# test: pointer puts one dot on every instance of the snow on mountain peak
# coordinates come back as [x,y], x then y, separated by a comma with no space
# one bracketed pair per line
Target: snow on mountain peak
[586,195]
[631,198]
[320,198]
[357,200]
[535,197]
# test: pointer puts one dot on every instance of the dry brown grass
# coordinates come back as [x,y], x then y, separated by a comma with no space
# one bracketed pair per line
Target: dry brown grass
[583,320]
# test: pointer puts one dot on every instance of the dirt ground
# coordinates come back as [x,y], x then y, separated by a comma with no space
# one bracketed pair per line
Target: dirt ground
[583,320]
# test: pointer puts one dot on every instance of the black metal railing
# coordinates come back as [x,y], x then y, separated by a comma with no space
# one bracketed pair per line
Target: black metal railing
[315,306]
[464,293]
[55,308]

→ What this task involves
Rewrite all the material above as a Markdown table with two columns, Number and Entry, giving each non-blank line its own numbered row in order.

→ Answer below
| Number | Entry |
|---|---|
| 1 | # test: pointer puts one dot on every instance of the snow on mountain peak |
| 2 | # coordinates come back as [x,y], x then y, separated by a comma with no space |
| 3 | # one bracketed pair per line |
| 4 | Target: snow on mountain peak |
| 5 | [586,195] |
| 6 | [631,198] |
| 7 | [320,198] |
| 8 | [357,200] |
| 9 | [535,197] |
| 10 | # test: pointer puts one dot on every instance of the dry brown grass |
| 11 | # coordinates come back as [x,y], x then y, separated by a comma with no space |
| 12 | # one bracketed pair per line |
| 13 | Target: dry brown grass |
| 14 | [583,320] |
| 15 | # test: pointer puts one dot on every instance of the dirt ground |
| 16 | # coordinates come back as [x,y], x then y, separated by a comma with no space |
| 17 | # one bracketed pair per line |
| 18 | Target: dirt ground |
| 19 | [583,320] |
| 20 | # test: pointer puts one dot on every instance of the black metal railing |
| 21 | # coordinates come back as [x,y], x then y, separated by a comma with no space |
| 22 | # one bracketed pair per line |
| 23 | Target: black metal railing |
| 24 | [315,306] |
| 25 | [464,293] |
| 26 | [55,308] |